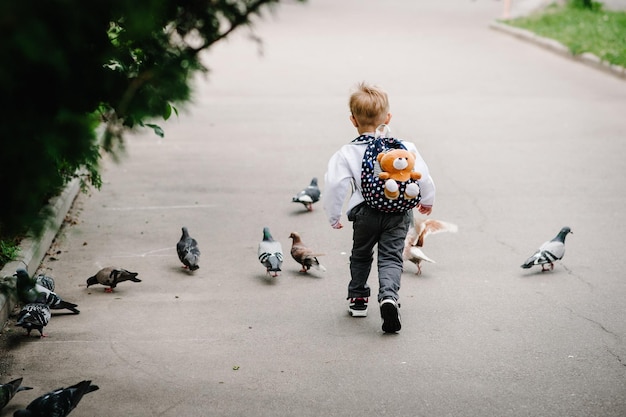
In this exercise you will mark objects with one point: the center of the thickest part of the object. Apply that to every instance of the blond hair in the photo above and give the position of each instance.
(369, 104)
++++++++++
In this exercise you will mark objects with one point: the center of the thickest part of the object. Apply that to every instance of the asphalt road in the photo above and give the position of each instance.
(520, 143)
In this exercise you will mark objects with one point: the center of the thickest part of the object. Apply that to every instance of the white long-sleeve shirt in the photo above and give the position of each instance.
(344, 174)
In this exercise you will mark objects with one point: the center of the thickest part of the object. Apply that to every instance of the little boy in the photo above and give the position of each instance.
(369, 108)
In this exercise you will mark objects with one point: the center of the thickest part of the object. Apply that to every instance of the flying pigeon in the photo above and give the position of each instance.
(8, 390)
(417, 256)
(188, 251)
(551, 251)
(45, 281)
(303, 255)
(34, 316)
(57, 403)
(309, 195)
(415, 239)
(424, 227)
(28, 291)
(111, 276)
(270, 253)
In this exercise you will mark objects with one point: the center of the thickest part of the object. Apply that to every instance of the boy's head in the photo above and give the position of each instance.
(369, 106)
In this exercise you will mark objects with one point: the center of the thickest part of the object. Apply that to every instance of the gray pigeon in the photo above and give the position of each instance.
++++++++++
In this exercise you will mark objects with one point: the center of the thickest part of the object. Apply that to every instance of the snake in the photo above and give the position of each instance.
++++++++++
## INSTRUCTIONS FOR THE TASK
Taking the lines above, repeat exactly those from the line that contains "of the boy's" through the line that contains "of the gray", and both of those lines as well. Include nothing else.

## RESPONSE
In this exercise you will mark objects with one point: the center of the thickest part of the object. Apply that to every instance of the boy's head in the photo above and give the position of each instance.
(369, 106)
In this exercise you will mark objects with one point: the center of the thickest part of the object. Apply that to every instance of the gray pigeon in the photo above and give the position of each instance.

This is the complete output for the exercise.